::: Data for review

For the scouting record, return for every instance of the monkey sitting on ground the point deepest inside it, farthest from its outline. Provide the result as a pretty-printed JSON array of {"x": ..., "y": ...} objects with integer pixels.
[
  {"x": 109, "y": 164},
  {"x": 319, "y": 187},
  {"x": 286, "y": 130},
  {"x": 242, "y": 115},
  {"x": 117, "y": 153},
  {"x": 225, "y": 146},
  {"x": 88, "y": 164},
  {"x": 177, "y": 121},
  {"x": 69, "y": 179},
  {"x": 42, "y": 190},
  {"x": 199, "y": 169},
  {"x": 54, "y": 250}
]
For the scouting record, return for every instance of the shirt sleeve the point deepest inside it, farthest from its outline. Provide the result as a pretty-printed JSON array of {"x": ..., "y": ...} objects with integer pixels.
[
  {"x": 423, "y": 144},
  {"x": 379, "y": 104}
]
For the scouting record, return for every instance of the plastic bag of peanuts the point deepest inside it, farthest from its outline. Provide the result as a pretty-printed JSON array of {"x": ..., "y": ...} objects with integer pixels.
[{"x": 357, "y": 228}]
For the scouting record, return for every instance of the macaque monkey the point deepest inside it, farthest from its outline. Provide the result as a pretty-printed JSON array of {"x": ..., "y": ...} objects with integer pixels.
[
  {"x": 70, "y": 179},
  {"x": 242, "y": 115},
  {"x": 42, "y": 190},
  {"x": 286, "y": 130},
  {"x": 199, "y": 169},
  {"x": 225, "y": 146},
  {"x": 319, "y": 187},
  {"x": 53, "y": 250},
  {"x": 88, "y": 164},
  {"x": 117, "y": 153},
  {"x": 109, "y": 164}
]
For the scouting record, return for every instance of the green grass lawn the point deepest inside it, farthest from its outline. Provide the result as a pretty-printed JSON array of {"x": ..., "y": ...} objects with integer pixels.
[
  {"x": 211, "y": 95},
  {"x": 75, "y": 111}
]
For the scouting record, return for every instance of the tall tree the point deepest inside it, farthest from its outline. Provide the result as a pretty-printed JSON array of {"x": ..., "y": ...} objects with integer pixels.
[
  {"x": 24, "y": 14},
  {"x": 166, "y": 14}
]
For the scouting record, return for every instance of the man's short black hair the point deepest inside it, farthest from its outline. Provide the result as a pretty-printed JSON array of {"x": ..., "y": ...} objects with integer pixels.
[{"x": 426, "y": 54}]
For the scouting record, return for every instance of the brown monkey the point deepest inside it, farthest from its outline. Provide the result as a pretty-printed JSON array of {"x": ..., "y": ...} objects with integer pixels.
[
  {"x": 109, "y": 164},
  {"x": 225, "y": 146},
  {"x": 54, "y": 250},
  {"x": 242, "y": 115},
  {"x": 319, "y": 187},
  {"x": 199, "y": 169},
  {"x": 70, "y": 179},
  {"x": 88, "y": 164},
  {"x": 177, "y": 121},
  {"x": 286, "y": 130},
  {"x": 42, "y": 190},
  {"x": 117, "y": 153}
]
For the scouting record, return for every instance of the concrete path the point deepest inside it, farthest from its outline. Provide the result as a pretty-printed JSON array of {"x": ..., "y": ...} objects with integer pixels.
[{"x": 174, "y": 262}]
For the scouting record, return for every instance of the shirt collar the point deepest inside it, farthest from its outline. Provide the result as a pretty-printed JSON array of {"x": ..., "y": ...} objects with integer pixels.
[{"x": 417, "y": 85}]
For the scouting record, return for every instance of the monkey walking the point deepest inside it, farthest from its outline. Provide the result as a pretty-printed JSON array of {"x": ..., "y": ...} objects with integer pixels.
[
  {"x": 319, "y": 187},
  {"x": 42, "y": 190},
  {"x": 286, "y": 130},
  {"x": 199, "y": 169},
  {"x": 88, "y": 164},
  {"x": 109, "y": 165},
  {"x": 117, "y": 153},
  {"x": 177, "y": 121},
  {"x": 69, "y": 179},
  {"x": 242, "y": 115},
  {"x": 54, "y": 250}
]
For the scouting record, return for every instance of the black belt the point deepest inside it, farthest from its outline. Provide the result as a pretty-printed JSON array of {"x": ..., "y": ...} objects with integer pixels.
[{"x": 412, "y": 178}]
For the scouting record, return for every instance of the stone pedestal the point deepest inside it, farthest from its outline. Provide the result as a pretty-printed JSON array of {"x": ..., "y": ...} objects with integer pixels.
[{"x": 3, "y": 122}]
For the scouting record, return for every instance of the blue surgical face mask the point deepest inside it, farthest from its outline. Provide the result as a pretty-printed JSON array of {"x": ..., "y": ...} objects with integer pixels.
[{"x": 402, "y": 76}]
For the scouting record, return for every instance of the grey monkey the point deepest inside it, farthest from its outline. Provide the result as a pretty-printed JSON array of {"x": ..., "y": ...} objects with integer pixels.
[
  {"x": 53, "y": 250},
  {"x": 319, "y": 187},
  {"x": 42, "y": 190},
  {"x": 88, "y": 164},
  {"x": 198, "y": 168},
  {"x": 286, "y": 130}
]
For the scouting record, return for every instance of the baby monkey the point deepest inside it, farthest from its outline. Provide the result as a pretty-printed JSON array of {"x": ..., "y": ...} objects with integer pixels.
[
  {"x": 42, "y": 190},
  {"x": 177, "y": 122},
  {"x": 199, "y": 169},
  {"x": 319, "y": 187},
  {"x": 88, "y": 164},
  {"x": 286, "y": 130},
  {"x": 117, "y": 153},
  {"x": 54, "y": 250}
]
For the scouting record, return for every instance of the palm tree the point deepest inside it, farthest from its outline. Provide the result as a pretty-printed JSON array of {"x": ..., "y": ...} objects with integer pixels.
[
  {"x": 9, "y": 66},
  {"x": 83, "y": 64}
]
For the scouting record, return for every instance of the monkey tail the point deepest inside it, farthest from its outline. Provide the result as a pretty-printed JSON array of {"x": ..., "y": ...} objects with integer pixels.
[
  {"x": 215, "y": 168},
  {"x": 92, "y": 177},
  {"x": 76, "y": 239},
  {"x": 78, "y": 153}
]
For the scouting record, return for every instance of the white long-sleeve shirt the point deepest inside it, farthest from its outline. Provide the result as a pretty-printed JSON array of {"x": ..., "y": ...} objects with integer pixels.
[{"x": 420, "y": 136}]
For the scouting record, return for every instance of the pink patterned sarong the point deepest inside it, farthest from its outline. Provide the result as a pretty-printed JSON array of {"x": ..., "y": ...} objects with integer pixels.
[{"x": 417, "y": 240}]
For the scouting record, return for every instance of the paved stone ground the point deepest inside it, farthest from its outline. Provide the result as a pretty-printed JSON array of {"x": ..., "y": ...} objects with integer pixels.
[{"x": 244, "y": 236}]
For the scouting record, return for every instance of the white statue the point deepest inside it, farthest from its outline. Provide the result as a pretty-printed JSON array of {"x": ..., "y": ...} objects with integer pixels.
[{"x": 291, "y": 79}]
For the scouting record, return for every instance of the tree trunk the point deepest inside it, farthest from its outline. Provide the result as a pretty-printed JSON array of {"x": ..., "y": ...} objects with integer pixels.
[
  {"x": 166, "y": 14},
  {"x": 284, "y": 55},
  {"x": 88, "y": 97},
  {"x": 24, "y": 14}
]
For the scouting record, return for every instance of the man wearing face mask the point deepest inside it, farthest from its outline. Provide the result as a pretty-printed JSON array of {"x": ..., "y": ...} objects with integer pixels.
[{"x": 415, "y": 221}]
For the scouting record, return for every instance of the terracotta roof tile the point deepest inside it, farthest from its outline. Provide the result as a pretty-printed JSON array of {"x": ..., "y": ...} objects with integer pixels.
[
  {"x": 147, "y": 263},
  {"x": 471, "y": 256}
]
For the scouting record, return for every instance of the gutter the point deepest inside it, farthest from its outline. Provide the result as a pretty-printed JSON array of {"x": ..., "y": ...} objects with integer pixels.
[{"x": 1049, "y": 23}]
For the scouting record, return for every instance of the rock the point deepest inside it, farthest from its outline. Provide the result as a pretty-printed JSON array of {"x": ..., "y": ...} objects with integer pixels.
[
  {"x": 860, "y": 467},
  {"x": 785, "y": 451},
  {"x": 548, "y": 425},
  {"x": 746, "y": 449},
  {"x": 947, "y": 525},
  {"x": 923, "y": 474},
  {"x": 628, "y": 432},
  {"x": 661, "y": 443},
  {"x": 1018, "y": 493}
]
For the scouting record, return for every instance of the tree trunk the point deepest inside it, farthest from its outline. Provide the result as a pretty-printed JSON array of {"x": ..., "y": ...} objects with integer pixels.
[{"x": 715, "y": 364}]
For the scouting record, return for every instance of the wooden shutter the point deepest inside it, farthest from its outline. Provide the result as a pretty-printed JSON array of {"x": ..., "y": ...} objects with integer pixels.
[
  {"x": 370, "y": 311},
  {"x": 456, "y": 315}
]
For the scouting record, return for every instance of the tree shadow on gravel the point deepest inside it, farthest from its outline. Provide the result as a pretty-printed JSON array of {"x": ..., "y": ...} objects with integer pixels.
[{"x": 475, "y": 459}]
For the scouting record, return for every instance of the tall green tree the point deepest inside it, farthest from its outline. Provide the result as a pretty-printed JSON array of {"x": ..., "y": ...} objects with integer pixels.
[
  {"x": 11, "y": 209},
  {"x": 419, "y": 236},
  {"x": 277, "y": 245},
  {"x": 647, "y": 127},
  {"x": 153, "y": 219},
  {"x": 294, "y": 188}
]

::::::

Return, word for word, each line from the line that contains "For the scouting record, return for every instance of the rock" to the end of the listing above; include both end lines and nothing else.

For the scouting record, return for every instance of the rock the point deepest inside it, farthest from its outline. Provide the result as a pretty-printed JSON array of {"x": ..., "y": ...} objects with integer pixels.
[
  {"x": 860, "y": 467},
  {"x": 785, "y": 451},
  {"x": 548, "y": 425},
  {"x": 746, "y": 449},
  {"x": 947, "y": 525},
  {"x": 923, "y": 474},
  {"x": 628, "y": 432},
  {"x": 661, "y": 443},
  {"x": 1018, "y": 493}
]
For the scouting record, return for every instance of the tree trunk the point deepest inside it, farthest from its outline. Provide the result as a pretty-printed JSON array of {"x": ..., "y": ...} objects with integer pixels.
[{"x": 715, "y": 364}]
For the scouting record, return for every instance of the wooden shutter the point deepest inside it, farthest from its outline. Provide the result as a pretty-printed JSON array of {"x": ..., "y": ...} objects with integer pixels.
[
  {"x": 370, "y": 311},
  {"x": 456, "y": 315}
]
For the scouting record, return for every instance of the tree shadow on gravel the point deepest inside it, farthest from its outline. Provide the result as a pretty-printed JSON array of {"x": ..., "y": ...} objects with integer pixels.
[{"x": 475, "y": 459}]
For the scouting record, return for every instance of the tall green tree the point deepest inside it, farthest from its outline. Provide the result as a pretty-printed JSON array of {"x": ..., "y": ...} objects with integer pixels.
[
  {"x": 11, "y": 209},
  {"x": 419, "y": 236},
  {"x": 277, "y": 245},
  {"x": 647, "y": 127},
  {"x": 153, "y": 219},
  {"x": 294, "y": 188}
]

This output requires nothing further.